Travail à faire:
1) Pour chacune des affirmations suivantes, dites par oui ou par non si elle concorde avec le texte proposé, et citez les mots du texte qui tranchent. (a) Selon Guy Laforest, dix dates peuvent être retenues pour la fondation du Canada. (b) Le gouverneur Dalhousie accepte la réélection de Papineau en 1827. (c) D'autres représentants de la Couronne ont ensuite suivi l'exemple de Dalhousie.
2) Rédigez la suite du texte proposé, en reprenant juste après sa dernière phrase.

Texte proposé:
_ _ _ _

Le Canada en fête permanente

Après avoir accepté sans mot dire que l’anniversaire de l’installation des Français en Amérique soit transformé en célébration du multiculturalisme et du pseudo quatrième centenaire de l’État canadien, le politicologue Guy Laforest (Le Soleil et La Presse, 23 octobre 2008) propose de re-célébrer la fête du Canada en 2009, 250e anniversaire de la bataille des Plaines d’Abraham.
Le Canada serait donc né en 1759, avec la capitulation de Québec, et non en 1608, avec sa fondation, comme les conservateurs nous l’ont dit cette année, ou en 1604, comme les libéraux l’avaient chanté aux Acadiens il y a quatre ans : y a-t-il plusieurs Canadas ou est-ce le même qui s’invente des anniversaires et court les fêtes?
D’après le politicologue de l’Université Laval, DIX dates peuvent être prises en considération pour la fondation du Canada : 1534, 1608, 1759, 1763, 1774, 1791, 1848, 1867, 1931 et 1982. Et encore, il oublie 1603 et 1604.
Pourquoi s’arrêter en chemin? Lançons un plan quinquennal de festivités! On fera le pont de 2008 à 2013, qui marquera le 250e anniversaire de la cession de la Nouvelle-France à l’Angleterre. Et, pour ne pas faire de jaloux, la métropole pourra ainsi commémorer la capitulation de Montréal en 1760. À défaut du Grand Prix, et avec un peu d’imagination, on fêtera la fondation du Canada presque tous les ans…

De retour en 1827

Dans ses récents discours, le premier ministre du Québec nous a servi de nombreuses évocations historiques mais il devra revoir les précédents concernant l’élection du président.
Jamais un président n’aurait été élu « sans consultation avec le gouvernement » depuis 216 ans? Il faut rappeler que le Parlement a existé avant l’apparition de la fonction de premier ministre et du gouvernement comme on le connaît aujourd’hui. Pendant un bon demi-siècle, les députés ont pris leurs responsabilités comme de grands garçons sans attendre les volontés de l’exécutif. Le gouverneur ne livrait d’ailleurs pas le « discours du trône » avant que les députés aient un représentant. Les députés élisaient donc leur président en toute liberté et ce dernier allait ensuite se présenter devant le gouverneur qui reconnaissait invariablement l’élu comme porte-parole légitime de l’Assemblée.
Mais il y a eu une exception. À l’ouverture de la session de 1827, Papineau est réélu président (« orateur ») par 39 voix contre 5. Le gouverneur Dalhousie n’accepte pas ce choix mais la Chambre maintient sa décision, affirmant que la présentation de l’orateur au représentant du roi n’est qu’une simple formalité et non une obligation législative. Ne pouvant accepter cette rebuffade, le gouverneur proroge tout simplement la session. Les députés du Parti patriote font alors circuler une pétition dénonçant l’attitude du gouverneur qui sera peu après rappelé à Londres et remplacé par un gouverneur plus conciliant. Aucun représentant de la Couronne n’a imité Dalhousie par la suite.

_ _ _ _

Matériel:
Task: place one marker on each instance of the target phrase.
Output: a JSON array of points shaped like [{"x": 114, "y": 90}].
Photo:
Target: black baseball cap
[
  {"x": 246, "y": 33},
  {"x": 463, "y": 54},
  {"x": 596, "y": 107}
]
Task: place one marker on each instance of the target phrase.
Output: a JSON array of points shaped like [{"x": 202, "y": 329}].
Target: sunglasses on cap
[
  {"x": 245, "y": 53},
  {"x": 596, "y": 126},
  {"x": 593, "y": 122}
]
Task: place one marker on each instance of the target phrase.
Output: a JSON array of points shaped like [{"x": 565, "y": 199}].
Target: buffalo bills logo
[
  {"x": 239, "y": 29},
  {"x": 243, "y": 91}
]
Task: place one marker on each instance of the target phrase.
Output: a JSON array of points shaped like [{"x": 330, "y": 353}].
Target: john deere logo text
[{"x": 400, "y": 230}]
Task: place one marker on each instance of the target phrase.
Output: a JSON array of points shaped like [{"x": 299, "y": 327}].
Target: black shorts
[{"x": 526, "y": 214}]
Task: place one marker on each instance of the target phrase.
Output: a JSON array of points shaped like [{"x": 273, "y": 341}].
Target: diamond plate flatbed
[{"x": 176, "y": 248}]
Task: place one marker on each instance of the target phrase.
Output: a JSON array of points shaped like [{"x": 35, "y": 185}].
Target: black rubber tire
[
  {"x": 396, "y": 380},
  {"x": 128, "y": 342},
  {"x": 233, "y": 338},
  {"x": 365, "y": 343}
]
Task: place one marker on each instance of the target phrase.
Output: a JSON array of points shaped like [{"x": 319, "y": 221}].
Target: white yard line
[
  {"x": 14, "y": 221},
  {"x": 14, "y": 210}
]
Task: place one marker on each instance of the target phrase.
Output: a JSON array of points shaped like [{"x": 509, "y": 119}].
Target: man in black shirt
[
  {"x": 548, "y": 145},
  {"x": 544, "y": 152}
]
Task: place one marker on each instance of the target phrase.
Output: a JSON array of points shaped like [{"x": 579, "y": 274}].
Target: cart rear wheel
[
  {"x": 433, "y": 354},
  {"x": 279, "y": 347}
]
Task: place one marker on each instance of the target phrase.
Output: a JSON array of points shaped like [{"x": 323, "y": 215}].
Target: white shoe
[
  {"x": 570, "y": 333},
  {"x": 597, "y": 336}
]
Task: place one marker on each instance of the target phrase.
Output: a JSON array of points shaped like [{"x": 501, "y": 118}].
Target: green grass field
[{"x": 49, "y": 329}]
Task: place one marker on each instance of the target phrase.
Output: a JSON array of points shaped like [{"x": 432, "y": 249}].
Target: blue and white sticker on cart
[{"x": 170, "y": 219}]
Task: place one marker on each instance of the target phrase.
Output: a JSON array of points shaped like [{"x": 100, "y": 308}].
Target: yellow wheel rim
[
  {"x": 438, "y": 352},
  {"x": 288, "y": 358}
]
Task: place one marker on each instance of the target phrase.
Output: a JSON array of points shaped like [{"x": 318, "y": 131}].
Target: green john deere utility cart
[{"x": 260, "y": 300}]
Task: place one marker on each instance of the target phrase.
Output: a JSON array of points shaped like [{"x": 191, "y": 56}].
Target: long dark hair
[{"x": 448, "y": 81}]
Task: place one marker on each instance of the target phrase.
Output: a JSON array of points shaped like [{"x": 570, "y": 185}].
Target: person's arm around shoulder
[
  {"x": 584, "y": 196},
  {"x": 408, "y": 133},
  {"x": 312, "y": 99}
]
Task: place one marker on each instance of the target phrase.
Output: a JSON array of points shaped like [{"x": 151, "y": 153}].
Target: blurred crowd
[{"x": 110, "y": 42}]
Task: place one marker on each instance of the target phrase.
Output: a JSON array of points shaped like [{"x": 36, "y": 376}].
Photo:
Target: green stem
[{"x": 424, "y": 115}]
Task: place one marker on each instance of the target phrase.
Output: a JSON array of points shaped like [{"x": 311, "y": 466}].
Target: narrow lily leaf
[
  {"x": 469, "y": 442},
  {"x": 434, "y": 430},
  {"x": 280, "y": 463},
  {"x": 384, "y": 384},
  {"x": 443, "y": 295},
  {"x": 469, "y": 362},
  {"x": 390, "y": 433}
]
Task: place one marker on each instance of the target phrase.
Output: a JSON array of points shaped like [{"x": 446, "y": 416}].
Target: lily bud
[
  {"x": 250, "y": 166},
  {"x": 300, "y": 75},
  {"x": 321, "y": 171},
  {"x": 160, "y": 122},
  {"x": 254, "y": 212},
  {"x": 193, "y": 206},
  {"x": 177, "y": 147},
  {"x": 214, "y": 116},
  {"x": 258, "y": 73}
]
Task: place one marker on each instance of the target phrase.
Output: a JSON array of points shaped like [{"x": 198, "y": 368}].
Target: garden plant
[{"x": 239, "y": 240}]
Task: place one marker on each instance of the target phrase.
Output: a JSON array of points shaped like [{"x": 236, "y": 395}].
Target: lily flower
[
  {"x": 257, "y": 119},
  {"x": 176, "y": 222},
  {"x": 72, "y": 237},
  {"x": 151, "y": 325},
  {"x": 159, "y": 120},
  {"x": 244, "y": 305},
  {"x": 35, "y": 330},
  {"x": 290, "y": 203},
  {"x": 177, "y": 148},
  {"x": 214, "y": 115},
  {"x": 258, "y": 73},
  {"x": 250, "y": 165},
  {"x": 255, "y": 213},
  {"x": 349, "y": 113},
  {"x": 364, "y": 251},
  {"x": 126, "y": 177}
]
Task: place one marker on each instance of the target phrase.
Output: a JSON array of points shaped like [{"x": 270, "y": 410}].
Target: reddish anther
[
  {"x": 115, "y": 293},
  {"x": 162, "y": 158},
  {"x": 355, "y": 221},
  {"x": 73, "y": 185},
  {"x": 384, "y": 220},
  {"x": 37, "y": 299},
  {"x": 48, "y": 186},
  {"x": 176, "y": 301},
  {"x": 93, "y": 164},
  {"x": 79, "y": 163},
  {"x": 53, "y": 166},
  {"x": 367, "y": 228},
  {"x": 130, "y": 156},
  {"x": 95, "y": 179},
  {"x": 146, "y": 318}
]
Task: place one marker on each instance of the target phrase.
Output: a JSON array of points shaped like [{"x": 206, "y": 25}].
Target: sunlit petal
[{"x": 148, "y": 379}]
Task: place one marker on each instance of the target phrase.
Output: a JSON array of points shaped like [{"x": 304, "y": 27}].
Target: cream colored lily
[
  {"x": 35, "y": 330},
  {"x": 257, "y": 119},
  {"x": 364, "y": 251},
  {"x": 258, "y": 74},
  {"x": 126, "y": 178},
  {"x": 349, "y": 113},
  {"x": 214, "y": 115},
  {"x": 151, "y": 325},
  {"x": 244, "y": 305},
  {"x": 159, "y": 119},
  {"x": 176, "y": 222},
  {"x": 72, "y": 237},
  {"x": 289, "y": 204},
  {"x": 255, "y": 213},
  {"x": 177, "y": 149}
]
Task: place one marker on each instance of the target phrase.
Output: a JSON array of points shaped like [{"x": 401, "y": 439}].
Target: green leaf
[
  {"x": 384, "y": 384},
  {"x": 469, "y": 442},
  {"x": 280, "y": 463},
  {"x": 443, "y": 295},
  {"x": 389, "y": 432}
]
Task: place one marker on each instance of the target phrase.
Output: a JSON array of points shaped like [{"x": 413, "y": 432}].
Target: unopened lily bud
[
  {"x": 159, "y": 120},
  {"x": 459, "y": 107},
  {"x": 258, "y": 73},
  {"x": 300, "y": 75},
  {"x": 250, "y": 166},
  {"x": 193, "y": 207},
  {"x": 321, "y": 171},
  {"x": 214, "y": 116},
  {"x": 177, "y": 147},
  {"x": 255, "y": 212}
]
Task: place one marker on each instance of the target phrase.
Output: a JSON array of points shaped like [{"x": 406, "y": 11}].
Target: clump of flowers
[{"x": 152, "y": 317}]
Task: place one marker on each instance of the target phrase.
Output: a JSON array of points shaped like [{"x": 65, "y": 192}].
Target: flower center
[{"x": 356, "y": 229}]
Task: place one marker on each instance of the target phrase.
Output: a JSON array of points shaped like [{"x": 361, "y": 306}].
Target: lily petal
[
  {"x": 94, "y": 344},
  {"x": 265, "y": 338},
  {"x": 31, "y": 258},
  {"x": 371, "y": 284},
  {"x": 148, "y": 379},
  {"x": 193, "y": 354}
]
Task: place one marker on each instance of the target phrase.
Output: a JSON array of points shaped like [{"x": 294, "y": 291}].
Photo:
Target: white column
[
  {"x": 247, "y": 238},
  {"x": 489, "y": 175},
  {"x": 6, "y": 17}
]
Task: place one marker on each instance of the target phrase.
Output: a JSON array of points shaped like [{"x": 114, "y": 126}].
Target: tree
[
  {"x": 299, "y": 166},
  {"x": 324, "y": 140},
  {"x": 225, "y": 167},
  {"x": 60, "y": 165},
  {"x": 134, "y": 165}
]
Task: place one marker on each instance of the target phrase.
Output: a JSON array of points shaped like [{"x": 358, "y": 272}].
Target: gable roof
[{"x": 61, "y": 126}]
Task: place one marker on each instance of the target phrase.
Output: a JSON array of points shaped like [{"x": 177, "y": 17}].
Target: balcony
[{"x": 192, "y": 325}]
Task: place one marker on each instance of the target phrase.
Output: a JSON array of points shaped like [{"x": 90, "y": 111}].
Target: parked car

_ _ _ _

Réponses rédigées:
1)
(a) Oui : « DIX dates peuvent être prises en considération pour la fondation du Canada ».
(b) Non : « Le gouverneur Dalhousie n’accepte pas ce choix ».
(c) Non : « Aucun représentant de la Couronne n’a imité Dalhousie par la suite. »

2)
Les politiciens québécois et canadiens vivent simultanément une expérience inusitée. Ils doivent apprendre à composer avec des gouvernements minoritaires et fonctionner dans un contexte où les matamores ont moins long de corde et les bulldozers, moins de rayon d’action.
L’élection du président illustre bien le changement survenu. Autrefois, le gouvernement « proposait » un candidat à l’opposition qui n’avait pas le choix de l’accepter (mais qui pouvait parfois négocier la tranquillité de l’ouverture de la session contre un avantage quelconque) ; de toute manière, il ne servait à rien de se braquer, compte tenu des forces en présence. Et le premier ministre ne divulguait surtout pas le nom de son candidat avant de l’avoir « négocié ». Avec le scrutin secret, le gouvernement ne perd pas complètement la maîtrise du jeu, car il peut toujours contrôler les candidatures dans ses rangs et imposer une ligne de parti à ses députés, mais, dans une situation de gouvernement minoritaire, tout est différent.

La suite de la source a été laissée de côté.